Supplied records:
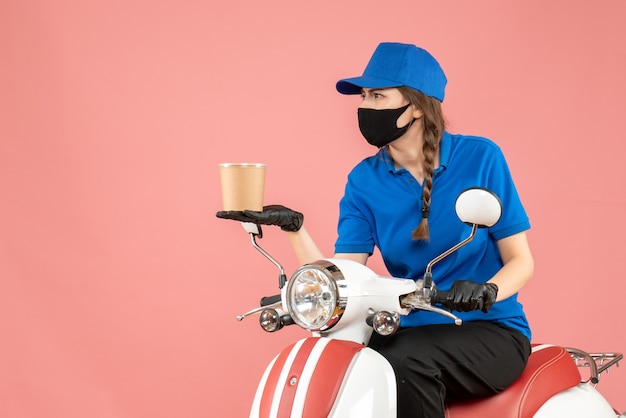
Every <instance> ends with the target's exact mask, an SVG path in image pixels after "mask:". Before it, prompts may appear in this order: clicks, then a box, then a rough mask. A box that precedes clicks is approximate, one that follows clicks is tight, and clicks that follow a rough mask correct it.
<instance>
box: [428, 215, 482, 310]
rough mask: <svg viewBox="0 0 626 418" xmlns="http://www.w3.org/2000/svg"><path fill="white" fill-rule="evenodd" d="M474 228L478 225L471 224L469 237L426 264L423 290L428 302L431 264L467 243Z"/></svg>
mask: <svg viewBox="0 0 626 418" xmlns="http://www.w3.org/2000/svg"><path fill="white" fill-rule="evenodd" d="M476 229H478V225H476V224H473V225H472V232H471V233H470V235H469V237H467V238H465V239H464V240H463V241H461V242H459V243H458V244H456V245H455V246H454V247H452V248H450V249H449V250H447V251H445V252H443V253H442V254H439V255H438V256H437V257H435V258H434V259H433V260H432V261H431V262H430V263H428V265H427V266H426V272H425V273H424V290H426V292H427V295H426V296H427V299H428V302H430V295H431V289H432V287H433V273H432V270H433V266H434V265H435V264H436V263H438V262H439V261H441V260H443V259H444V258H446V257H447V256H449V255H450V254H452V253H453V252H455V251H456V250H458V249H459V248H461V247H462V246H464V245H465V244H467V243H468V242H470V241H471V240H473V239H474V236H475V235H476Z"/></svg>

--

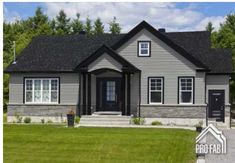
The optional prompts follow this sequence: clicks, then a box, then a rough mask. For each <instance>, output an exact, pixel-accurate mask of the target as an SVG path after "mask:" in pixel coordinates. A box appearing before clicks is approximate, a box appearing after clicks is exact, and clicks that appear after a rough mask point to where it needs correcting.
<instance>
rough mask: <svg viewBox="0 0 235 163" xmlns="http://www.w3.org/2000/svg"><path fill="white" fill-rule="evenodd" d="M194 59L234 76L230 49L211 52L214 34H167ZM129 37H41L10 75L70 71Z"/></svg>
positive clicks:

...

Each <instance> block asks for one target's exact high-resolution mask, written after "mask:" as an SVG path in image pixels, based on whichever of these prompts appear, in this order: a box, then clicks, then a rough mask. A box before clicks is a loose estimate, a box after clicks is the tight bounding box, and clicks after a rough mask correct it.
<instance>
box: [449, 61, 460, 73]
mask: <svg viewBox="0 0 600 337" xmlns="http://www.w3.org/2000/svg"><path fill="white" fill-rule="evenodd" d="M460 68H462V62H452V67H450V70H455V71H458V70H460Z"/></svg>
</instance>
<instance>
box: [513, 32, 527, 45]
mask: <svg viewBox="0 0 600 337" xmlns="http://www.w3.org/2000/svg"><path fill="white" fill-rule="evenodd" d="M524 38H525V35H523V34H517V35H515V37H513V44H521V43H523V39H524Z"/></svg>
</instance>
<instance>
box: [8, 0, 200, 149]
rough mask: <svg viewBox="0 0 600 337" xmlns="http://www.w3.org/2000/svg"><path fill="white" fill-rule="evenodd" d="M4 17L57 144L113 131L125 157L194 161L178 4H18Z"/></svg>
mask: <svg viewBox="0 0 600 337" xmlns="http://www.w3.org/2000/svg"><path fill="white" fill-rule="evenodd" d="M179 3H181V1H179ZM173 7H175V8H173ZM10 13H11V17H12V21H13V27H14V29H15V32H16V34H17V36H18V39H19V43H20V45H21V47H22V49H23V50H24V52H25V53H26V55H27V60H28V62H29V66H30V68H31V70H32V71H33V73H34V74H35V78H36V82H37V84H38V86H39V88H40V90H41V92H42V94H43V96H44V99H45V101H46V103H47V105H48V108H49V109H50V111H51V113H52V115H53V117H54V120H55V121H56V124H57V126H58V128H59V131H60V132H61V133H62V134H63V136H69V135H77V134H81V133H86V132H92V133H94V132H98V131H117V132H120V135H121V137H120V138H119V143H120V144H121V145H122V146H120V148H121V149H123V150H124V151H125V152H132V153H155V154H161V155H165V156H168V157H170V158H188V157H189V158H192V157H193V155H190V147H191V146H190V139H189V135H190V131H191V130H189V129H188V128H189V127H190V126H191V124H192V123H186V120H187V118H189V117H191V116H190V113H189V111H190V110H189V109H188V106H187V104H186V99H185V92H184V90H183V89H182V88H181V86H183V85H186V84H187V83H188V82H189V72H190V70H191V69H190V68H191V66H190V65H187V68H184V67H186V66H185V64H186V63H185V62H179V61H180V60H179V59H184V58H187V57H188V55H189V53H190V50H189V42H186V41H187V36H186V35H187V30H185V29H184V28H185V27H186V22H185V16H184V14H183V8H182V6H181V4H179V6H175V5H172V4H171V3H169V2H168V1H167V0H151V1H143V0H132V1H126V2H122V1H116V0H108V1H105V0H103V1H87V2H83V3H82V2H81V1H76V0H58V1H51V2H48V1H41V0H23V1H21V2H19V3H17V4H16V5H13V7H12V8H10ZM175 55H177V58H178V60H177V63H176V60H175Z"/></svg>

What you have to do: Starting at the line that has "Each <instance> block" and ending at the line that has "box: [8, 0, 200, 149]", please write out the lines above exactly, leaving out all others.

Solved problem:
Each <instance> block asks for one target's exact high-resolution mask, written after "mask:" as an SVG path in image pixels, based on whichever of these prompts appear, in this order: a box, then clicks, then a rough mask. A box before clicks is a loose estimate, a box after clicks is the tight bounding box, and clicks after a rough mask correct it.
<instance>
box: [449, 61, 460, 73]
mask: <svg viewBox="0 0 600 337" xmlns="http://www.w3.org/2000/svg"><path fill="white" fill-rule="evenodd" d="M460 68H462V62H452V67H450V70H455V71H458V70H460Z"/></svg>
</instance>
<instance>
box: [513, 32, 527, 45]
mask: <svg viewBox="0 0 600 337" xmlns="http://www.w3.org/2000/svg"><path fill="white" fill-rule="evenodd" d="M524 38H525V35H523V34H517V35H515V37H513V44H521V43H523V39H524Z"/></svg>
</instance>
<instance>
box: [8, 0, 200, 149]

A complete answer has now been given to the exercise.